_TEXT TO READ:_
Field data on tidal elevation, current speed and direction, water temperature, and tidal flat temperature within Xianshan Bay were utilized to verify model results using the root mean square error (RMSE), normalized root mean square error (NRMSE), and correlation coefficient (CC) as follows Eqs. (28)–(32):

$$RMSE=\sqrt{\frac{1}{N}\sum _{i=1}^N{(M_i-O_i)}^2}(28)$$

$$NRMSE=\sqrt{\frac{{\sum }_{i=1}^N{(M_i-O_i)}^2}{{\sum }_{i=1}^{N}O_i{}^2}}(29)$$

$$CC=\frac{1}{N}\sum _{i=1}^N\frac{(M_i-\overline{S})(O_i-\overline{O})}{S_M{S}_o}(30)$$

$$S_M=\sqrt{\sum _{i=1}^N{(M_i-\overline{S})}^2}(31)$$

$$S_o=\sqrt{\sum _{i=1}^N{(O_i-\overline{O})}^2}(32)$$

where M_i is the model result; O_i is the measured data; and $\overline{S}$ and $\overline{O}$ represent the means of the model results and measured data, respectively.

Verification of Sea Surface Level and Currents

Sea surface level verification (Figure 2) was conducted by comparing modeled and observed data. The locations of the two tide stations are indicated by T1 and T2 in Figure 1B. The verification time period was 10 d, from April 11 to 20, 2012. The NRMSE and CC at Tongzhao tide station was 0.34 and 0.97, respectively; these values were 0.36 and 0.97 for the Wushashan tide station. The simulated phase and amplitude were highly correlated with their measured counterparts, suggesting that the model was reliable.

FIGURE 2

Figure 2. Tide level validation: (A) Tongzhao station; and (B) Wushashan station.

Model results were verified using measured flow velocity and direction data during the spring tides in April. The locations of stations used for velocity and direction are marked as C1, C2, and C3 in Figure 1B; the verification results are shown in Figure 3, and the error analysis results for C1, C2, and C3 are listed in Table 1. The NRMSE was found to be small, while the CC was large; this suggests good model performance in terms of reproducing tidal levels and currents. We have also published articles including a lot of verifications on sea surface level and currents (Li et al., 2017a,b). These verifications include several stations and different time periods.

FIGURE 3

Figure 3. (A) Validation of tidal current speed. From left to right: C1, C2, and C3 stations. From top to bottom: surface layer, 0.2 H, 0.4 H, 0.6 H, 0.8 H, and bottom layer; (B) same as (A), except relating to the validation of flow direction.

TABLE 1

Table 1. Error analysis of flow velocity and direction.

_MATERIAL FOR THIS EXERCISE:_
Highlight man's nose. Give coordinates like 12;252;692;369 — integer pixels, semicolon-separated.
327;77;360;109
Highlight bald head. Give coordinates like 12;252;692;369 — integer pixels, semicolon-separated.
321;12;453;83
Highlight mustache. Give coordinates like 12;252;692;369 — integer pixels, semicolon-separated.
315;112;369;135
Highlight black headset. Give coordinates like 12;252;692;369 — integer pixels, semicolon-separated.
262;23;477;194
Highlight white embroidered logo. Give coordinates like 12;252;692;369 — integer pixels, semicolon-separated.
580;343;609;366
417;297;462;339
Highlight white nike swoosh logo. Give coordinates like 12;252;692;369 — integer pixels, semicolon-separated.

---

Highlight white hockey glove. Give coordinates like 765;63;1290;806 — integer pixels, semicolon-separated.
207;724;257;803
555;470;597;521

_THINGS TO DO:_
[A] Repeat the text on model verification from "Verification of Sea" to "(B) Wushashan station.".
[B] Rewrite the rows from the line with "Highlight black headset." to the line with "Highlight white nike", requests included, adding -107 to every coordinate in the answers. Give only those rows.
The text on model verification and the rows come from unrelated sources.

_TASK-BY-TASK SOLUTIONS:_
[A]
Verification of Sea Surface Level and Currents

Sea surface level verification (Figure 2) was conducted by comparing modeled and observed data. The locations of the two tide stations are indicated by T1 and T2 in Figure 1B. The verification time period was 10 d, from April 11 to 20, 2012. The NRMSE and CC at Tongzhao tide station was 0.34 and 0.97, respectively; these values were 0.36 and 0.97 for the Wushashan tide station. The simulated phase and amplitude were highly correlated with their measured counterparts, suggesting that the model was reliable.

FIGURE 2

Figure 2. Tide level validation: (A) Tongzhao station; and (B) Wushashan station.

[B]
Highlight black headset. Give coordinates like 12;252;692;369 — integer pixels, semicolon-separated.
155;-84;370;87
Highlight white embroidered logo. Give coordinates like 12;252;692;369 — integer pixels, semicolon-separated.
473;236;502;259
310;190;355;232
Highlight white nike swoosh logo. Give coordinates like 12;252;692;369 — integer pixels, semicolon-separated.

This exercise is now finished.